# [Problem details]
Without including any pictures, write out the data below exactly.

# [Data for this exercise]
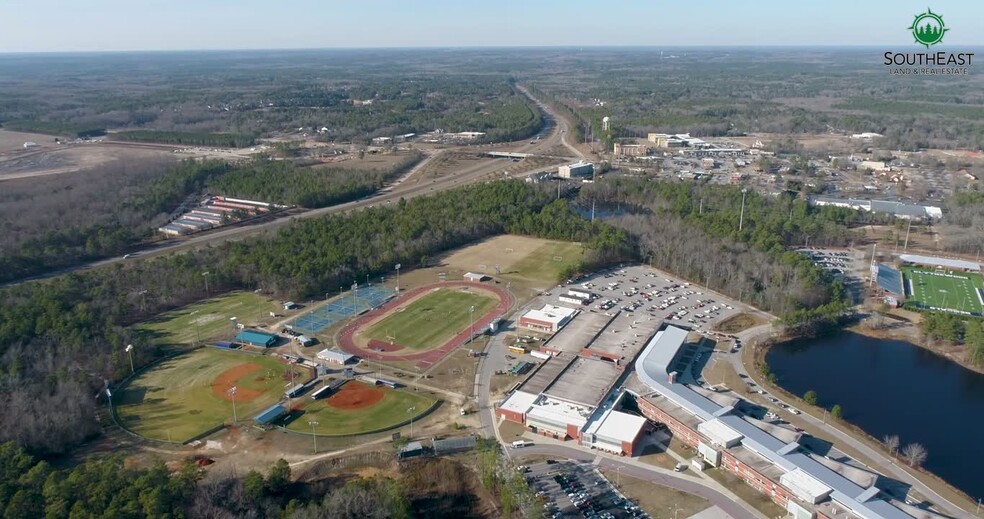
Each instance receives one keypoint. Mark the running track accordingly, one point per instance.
(428, 358)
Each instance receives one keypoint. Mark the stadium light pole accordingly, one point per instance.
(314, 435)
(232, 394)
(410, 412)
(741, 217)
(129, 351)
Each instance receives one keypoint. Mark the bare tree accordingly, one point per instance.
(915, 454)
(891, 442)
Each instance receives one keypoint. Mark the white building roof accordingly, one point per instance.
(719, 433)
(519, 402)
(805, 486)
(550, 314)
(618, 426)
(335, 355)
(943, 262)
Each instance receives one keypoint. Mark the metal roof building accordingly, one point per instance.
(811, 479)
(256, 338)
(931, 261)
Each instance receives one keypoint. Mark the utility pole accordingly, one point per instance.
(314, 435)
(232, 394)
(410, 412)
(129, 351)
(741, 217)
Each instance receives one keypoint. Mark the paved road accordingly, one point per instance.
(406, 187)
(654, 475)
(880, 460)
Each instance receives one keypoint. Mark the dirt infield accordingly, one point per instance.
(229, 377)
(355, 395)
(423, 359)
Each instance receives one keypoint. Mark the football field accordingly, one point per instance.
(431, 320)
(944, 289)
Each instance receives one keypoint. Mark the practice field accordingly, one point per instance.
(522, 258)
(432, 319)
(208, 319)
(359, 408)
(944, 289)
(187, 395)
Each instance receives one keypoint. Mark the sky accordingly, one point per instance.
(125, 25)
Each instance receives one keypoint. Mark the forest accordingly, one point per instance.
(693, 230)
(82, 224)
(61, 339)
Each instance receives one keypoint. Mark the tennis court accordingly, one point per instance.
(341, 309)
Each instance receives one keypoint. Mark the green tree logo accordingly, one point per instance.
(928, 28)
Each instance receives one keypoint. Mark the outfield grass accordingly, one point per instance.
(432, 320)
(542, 265)
(174, 400)
(385, 414)
(928, 289)
(208, 319)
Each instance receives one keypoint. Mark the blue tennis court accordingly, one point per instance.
(341, 309)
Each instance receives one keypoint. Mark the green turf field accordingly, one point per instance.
(431, 320)
(545, 262)
(175, 400)
(385, 414)
(208, 319)
(927, 289)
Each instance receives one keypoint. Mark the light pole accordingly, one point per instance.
(471, 330)
(129, 351)
(398, 277)
(410, 412)
(314, 435)
(232, 394)
(741, 217)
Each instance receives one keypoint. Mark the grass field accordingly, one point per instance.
(431, 320)
(208, 319)
(388, 412)
(950, 290)
(175, 399)
(520, 258)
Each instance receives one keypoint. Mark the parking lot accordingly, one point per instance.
(573, 489)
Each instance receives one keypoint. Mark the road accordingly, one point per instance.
(882, 462)
(406, 187)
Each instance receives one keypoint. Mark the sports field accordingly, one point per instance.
(187, 395)
(432, 319)
(208, 319)
(944, 289)
(359, 408)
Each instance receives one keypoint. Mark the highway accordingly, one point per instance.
(406, 187)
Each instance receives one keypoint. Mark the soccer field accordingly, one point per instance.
(944, 289)
(187, 395)
(431, 320)
(391, 409)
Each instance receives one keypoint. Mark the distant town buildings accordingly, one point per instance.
(579, 169)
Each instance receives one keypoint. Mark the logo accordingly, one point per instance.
(928, 28)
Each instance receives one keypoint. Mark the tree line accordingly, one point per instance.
(701, 233)
(221, 140)
(61, 339)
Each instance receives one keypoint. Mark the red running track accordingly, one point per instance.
(427, 358)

# [Reply to the task]
Each instance receives one keypoint. Mark the running track accordingly, one point per instance.
(428, 358)
Each instance receives one keypoint. Mark the stadium light pole accordingly, one point per instance.
(314, 435)
(232, 394)
(410, 412)
(741, 217)
(129, 351)
Each instance receives one keypoint. Mark the bare tree accordingly, one point per instance.
(915, 454)
(891, 442)
Each instance receives one keypoint. Mark the white building roof accordingly, one point per instance.
(719, 433)
(519, 402)
(805, 486)
(550, 314)
(618, 426)
(335, 355)
(943, 262)
Each instance receives one keypoint. Mark the metal roof building accordingly, one point per instance.
(811, 479)
(256, 338)
(931, 261)
Each instance receives one keypoint. Mark the utility pole accordingly, one point per instance.
(314, 435)
(232, 394)
(410, 412)
(129, 351)
(741, 217)
Each instance receives one keypoint. Mark the paved road accordingly, one point per instance.
(406, 187)
(654, 475)
(880, 460)
Each instance receives one keypoint. Mark the dirt infield accordingly, one point per instance.
(229, 377)
(355, 395)
(423, 359)
Each instance receives one keypoint. Mark the football field accordingly, one point per instance.
(431, 320)
(944, 289)
Each instance receives one keypoint. Mark the practice field accordingly, one point per instance.
(522, 258)
(432, 319)
(208, 319)
(359, 408)
(944, 289)
(187, 395)
Each instance receives one keypoint. Mark the sky accordingly, one point per instance.
(125, 25)
Each instance receives one keypoint. Mark the forest accordingly, one point per instance.
(693, 230)
(82, 224)
(61, 339)
Each instance receives one keypoint. Mark the tennis court accordingly, one point per instance.
(341, 309)
Each instance receives one keypoint. Mark the green tree logo accordingly, one point per instance.
(928, 28)
Each instance receives one keypoint. Mark the outfield grass accordingly, one point per instance.
(432, 320)
(542, 265)
(174, 400)
(385, 414)
(928, 289)
(208, 319)
Each instance receives one keypoint. Mark the blue tennis court accordingly, one point per instance.
(341, 309)
Each instance receives one keypoint. Mark the green turf field accordingly, one point per instance.
(431, 320)
(545, 262)
(175, 400)
(385, 414)
(208, 319)
(927, 289)
Each instance receives one keypoint. Mark the light pole accordingly, one point per instance.
(471, 330)
(129, 351)
(398, 277)
(410, 412)
(314, 435)
(232, 394)
(741, 217)
Each instance receives one keypoint. Mark the grass field accordingly, one point per instance.
(431, 320)
(208, 319)
(388, 412)
(950, 290)
(175, 399)
(520, 258)
Each instance receives one keypoint. Mark the parking lot accordingly, one point per instance.
(573, 489)
Each instance receives one keypoint. Mark the road accordingly, one point per instance.
(882, 462)
(406, 187)
Each instance receives one keypoint. Mark the sports field accordingly, one point per instance.
(187, 395)
(432, 319)
(208, 319)
(944, 289)
(359, 408)
Each instance receives one keypoint. Mark the highway accordingly, one point per instance.
(406, 187)
Each instance receives one keypoint. Mark the soccer field accordingly, one point per instance.
(944, 289)
(187, 395)
(431, 320)
(391, 409)
Each instance receives one keypoint. Mark the distant town buildings accordingly, one point per instance.
(579, 169)
Each instance receives one keypoint. Mark the logo accordingly, one point per instance.
(928, 28)
Each instance receives one keypoint. Mark the tree line accordingly, one point per instance.
(701, 233)
(221, 140)
(61, 339)
Each instance receives one keypoint. Mark the red running track accordingly, one point per instance.
(427, 358)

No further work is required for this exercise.